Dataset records
━━━━━━━━━━━━━━━━━━━━
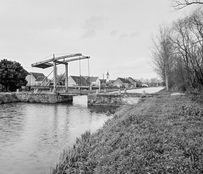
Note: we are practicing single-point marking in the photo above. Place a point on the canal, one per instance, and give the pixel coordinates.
(32, 136)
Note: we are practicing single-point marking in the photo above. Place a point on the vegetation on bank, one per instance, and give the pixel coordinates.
(12, 75)
(162, 134)
(178, 53)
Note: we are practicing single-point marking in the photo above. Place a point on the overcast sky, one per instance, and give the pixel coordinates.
(116, 34)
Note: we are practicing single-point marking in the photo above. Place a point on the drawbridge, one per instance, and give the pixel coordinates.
(55, 61)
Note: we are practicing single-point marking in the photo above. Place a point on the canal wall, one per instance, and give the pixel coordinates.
(34, 98)
(111, 99)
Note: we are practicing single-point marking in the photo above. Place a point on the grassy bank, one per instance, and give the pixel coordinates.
(163, 134)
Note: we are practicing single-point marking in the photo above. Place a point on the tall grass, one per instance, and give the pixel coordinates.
(162, 134)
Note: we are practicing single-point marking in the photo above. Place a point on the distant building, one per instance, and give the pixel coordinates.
(122, 82)
(74, 81)
(36, 79)
(103, 83)
(93, 81)
(132, 81)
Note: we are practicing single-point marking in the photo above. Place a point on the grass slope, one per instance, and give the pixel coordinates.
(162, 134)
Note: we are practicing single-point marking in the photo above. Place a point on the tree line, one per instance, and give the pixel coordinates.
(178, 53)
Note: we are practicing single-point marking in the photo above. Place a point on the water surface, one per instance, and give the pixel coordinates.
(32, 136)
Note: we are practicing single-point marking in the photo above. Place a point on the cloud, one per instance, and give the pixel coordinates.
(129, 35)
(114, 33)
(92, 26)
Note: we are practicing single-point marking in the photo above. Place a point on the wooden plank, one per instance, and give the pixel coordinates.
(55, 58)
(80, 58)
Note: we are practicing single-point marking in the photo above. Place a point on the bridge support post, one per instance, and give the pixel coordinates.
(66, 76)
(55, 76)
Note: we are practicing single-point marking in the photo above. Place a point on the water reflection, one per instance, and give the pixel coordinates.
(32, 136)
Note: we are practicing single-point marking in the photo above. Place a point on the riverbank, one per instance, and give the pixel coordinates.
(161, 134)
(8, 98)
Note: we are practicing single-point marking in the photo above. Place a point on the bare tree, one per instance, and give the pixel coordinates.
(162, 55)
(188, 45)
(179, 4)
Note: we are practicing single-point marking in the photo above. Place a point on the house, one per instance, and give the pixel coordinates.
(93, 81)
(74, 81)
(132, 81)
(103, 83)
(122, 82)
(36, 79)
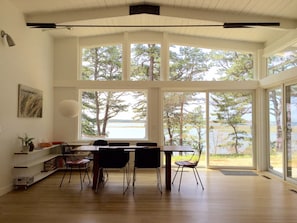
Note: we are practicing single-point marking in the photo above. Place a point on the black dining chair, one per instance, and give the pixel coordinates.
(191, 163)
(71, 161)
(100, 142)
(119, 144)
(116, 158)
(148, 158)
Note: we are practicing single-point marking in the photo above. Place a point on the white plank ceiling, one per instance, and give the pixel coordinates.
(172, 12)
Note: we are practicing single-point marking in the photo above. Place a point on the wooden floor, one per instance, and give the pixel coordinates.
(226, 199)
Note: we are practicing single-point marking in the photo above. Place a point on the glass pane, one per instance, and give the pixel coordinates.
(196, 64)
(145, 62)
(184, 120)
(275, 130)
(282, 61)
(230, 133)
(291, 119)
(113, 114)
(102, 63)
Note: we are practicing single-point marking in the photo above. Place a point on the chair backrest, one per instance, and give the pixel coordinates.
(198, 155)
(100, 142)
(119, 144)
(113, 158)
(147, 158)
(146, 144)
(67, 153)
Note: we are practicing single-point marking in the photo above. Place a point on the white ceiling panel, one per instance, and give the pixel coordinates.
(173, 12)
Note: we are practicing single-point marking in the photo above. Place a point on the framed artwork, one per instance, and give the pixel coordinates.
(29, 102)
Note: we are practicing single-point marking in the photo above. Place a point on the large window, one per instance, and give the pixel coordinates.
(282, 61)
(230, 129)
(275, 131)
(145, 62)
(197, 64)
(113, 114)
(184, 120)
(102, 63)
(291, 131)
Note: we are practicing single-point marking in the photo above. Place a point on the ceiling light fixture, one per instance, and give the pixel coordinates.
(8, 38)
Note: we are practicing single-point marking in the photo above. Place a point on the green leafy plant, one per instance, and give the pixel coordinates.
(26, 140)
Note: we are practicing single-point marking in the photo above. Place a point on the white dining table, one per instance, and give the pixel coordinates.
(168, 151)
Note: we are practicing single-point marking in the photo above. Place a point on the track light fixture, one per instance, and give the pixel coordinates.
(8, 38)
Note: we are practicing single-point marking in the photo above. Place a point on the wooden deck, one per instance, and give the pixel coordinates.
(226, 199)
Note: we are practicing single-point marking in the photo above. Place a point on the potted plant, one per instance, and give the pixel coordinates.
(27, 143)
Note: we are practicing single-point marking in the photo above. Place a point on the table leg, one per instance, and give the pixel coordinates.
(168, 155)
(96, 170)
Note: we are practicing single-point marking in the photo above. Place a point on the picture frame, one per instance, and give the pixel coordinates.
(30, 102)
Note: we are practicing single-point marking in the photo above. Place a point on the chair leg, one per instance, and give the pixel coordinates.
(175, 174)
(134, 178)
(199, 178)
(98, 179)
(86, 173)
(125, 178)
(181, 176)
(70, 175)
(159, 182)
(81, 180)
(63, 177)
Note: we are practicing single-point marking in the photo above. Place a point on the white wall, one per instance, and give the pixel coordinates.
(30, 63)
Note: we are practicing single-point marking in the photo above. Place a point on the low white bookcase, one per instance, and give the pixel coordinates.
(31, 167)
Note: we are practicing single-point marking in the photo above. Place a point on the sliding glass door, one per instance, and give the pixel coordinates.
(276, 153)
(291, 131)
(230, 129)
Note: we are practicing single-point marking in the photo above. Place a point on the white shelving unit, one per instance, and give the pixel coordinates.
(29, 167)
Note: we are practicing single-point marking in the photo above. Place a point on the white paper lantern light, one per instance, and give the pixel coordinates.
(68, 108)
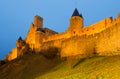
━━━━━━━━━━━━━━━━━━━━
§ Given problem
Put every line of the material into a JSON list of strings, one string per line, leaving out blank lines and the pictures.

§ Solution to this exercise
[
  "Note: we are practicing single-point marking in the photo above. Place a point on the canal, one per instance, and give the pixel coordinates.",
  "(32, 136)",
  "Note: we are practicing single-point marking in the photo above. Place a point on the vegetation on bank, one per instance, and give the pixel coordinates.",
  "(12, 75)",
  "(162, 134)",
  "(178, 53)",
  "Note: we are practicing single-point marking in the photo above. Place a point on the overcast sky, one per instance, and give the pixel coordinates.",
  "(116, 34)",
  "Note: we are practicing single-point marking in the photo above. Place a point on the drawbridge, one per instance, and give the pixel coordinates.",
  "(55, 61)",
  "Note: we are practicing single-point marking in the photo above. Place a point on the canal wall, one per instance, and give the pixel coordinates.",
  "(34, 98)",
  "(111, 99)",
  "Note: we are practicing single-point marking in the photo above. Place a point on the grassy bank, one per instance, and give the pixel coordinates.",
  "(163, 134)",
  "Note: we are practicing single-point marking in the photo above. Place a point on the tall grass, one per instance, and give the pixel coordinates.",
  "(162, 134)",
  "Note: we are practicing single-point marking in the photo above. Place a point on the distant building, one per instance, and give the pixel coordinates.",
  "(122, 82)",
  "(74, 81)",
  "(36, 79)",
  "(103, 83)",
  "(93, 81)",
  "(132, 81)",
  "Note: we are practicing single-point marking in the photo above. Place a point on the grass slope, one per instance, and give the pixel coordinates.",
  "(162, 134)",
  "Note: we are practicing single-point marking in the photo above. Place a point on the tree line, one per instance, and give the pixel coordinates.",
  "(178, 53)",
  "Note: we are practicing single-point marking in the photo above. Place a point on the water surface, one per instance, and give the pixel coordinates.",
  "(32, 136)",
  "Note: we are practicing single-point marking in the photo above. Place a point on the cloud, one per instance, and give the pixel coordinates.",
  "(129, 35)",
  "(114, 33)",
  "(92, 26)",
  "Note: we are practicing single-point marking in the photo above. Place a point on the wooden plank, one per instance, and give the pixel coordinates.",
  "(55, 58)",
  "(80, 58)",
  "Note: we are practicing single-point marking in the photo above. Place a point on the bridge support post, one per instance, and give the pixel coordinates.",
  "(66, 76)",
  "(55, 76)",
  "Note: we are practicing single-point marking in the photo above. Place a point on the water reflection, one per instance, and give the pixel coordinates.",
  "(32, 136)",
  "Note: we are practicing single-point marking in the photo above. Place a point on the riverbank, one per instance, and give the pixel coordinates.",
  "(161, 134)",
  "(8, 98)",
  "Note: we are practicing single-point marking in the photo above. Place a point on the bare tree, one per instance, and give the pixel coordinates.",
  "(162, 55)",
  "(188, 45)",
  "(179, 4)",
  "Note: we are practicing single-point marking in the photo above. Place a point on the house, one per instance, and give the pixel coordinates.",
  "(93, 81)",
  "(74, 81)",
  "(132, 81)",
  "(103, 83)",
  "(122, 82)",
  "(36, 79)",
  "Note: we are practicing single-point marking in the photo above. Place a point on the black dining chair, one per instance, and give the pixel coordinates.",
  "(191, 163)",
  "(71, 161)",
  "(100, 142)",
  "(119, 144)",
  "(116, 158)",
  "(148, 158)",
  "Note: we are practicing single-point marking in the photo above. Place a point on the white plank ceiling, one per instance, and give the pixel coordinates.",
  "(172, 12)",
  "Note: we are practicing single-point marking in the photo above. Place a point on the wooden floor, one per instance, and give the pixel coordinates.",
  "(226, 199)",
  "Note: we are practicing single-point marking in the photo above. Place a point on the glass pane, one per instance, and give the pixel coordinates.",
  "(196, 64)",
  "(145, 62)",
  "(184, 120)",
  "(275, 130)",
  "(282, 61)",
  "(230, 133)",
  "(291, 119)",
  "(113, 114)",
  "(102, 63)",
  "Note: we are practicing single-point marking in the photo above. Place a point on the chair backrest, one per instance, and give the pixel coordinates.",
  "(198, 155)",
  "(100, 142)",
  "(119, 144)",
  "(113, 158)",
  "(147, 158)",
  "(146, 144)",
  "(67, 153)",
  "Note: we are practicing single-point marking in the photo above. Place a point on the white ceiling panel, one per instance, and give the pixel coordinates.",
  "(173, 12)",
  "Note: we are practicing single-point marking in the photo above. Place a point on the framed artwork, one per instance, and give the pixel coordinates.",
  "(29, 102)",
  "Note: we are practicing single-point marking in the photo above. Place a point on the large window, one per instance, and give the pixel coordinates.",
  "(282, 61)",
  "(230, 129)",
  "(275, 131)",
  "(145, 62)",
  "(197, 64)",
  "(113, 114)",
  "(184, 120)",
  "(102, 63)",
  "(291, 131)",
  "Note: we are practicing single-point marking in the photo above. Place a point on the ceiling light fixture, one per instance, and give the pixel coordinates.",
  "(8, 38)",
  "Note: we are practicing single-point marking in the photo above. Place a point on the green leafy plant, one per instance, and give the pixel coordinates.",
  "(26, 140)",
  "Note: we are practicing single-point marking in the photo above. Place a point on the white dining table, one per instance, and give the pixel coordinates.",
  "(168, 151)",
  "Note: we are practicing single-point marking in the photo above. Place a point on the track light fixture, one per instance, and give the pixel coordinates.",
  "(8, 38)",
  "Note: we are practicing single-point marking in the photo above. Place a point on the wooden deck, one per instance, and give the pixel coordinates.",
  "(226, 199)",
  "Note: we are practicing single-point marking in the photo above. Place a point on the potted plant, one per instance, and give the pixel coordinates.",
  "(27, 143)",
  "Note: we are practicing single-point marking in the photo above. Place a point on the table leg, one per instance, and give the pixel coordinates.",
  "(168, 155)",
  "(96, 170)",
  "Note: we are practicing single-point marking in the photo above. Place a point on the picture frame, one per instance, and give the pixel coordinates.",
  "(30, 102)",
  "Note: we are practicing single-point marking in the photo above. Place a point on the chair leg, one per instance, and give the pixel coordinates.",
  "(175, 174)",
  "(134, 178)",
  "(199, 178)",
  "(98, 179)",
  "(86, 173)",
  "(125, 178)",
  "(181, 176)",
  "(70, 175)",
  "(159, 182)",
  "(81, 180)",
  "(63, 177)",
  "Note: we are practicing single-point marking in the photo above. Place a point on the white wall, one per instance, and give the pixel coordinates.",
  "(30, 63)",
  "Note: we are practicing single-point marking in the photo above. Place a point on the low white bookcase, one per instance, and give the pixel coordinates.",
  "(31, 167)",
  "Note: we are practicing single-point marking in the photo above. Place a point on the sliding glass door, one per instance, and give the pixel coordinates.",
  "(276, 153)",
  "(291, 131)",
  "(230, 129)",
  "Note: we are practicing single-point marking in the photo above. Place a point on the white shelving unit, one per instance, and give the pixel coordinates.",
  "(29, 167)",
  "Note: we are practicing single-point marking in the photo above. Place a point on the white paper lantern light, one per instance, and give the pixel coordinates.",
  "(68, 108)"
]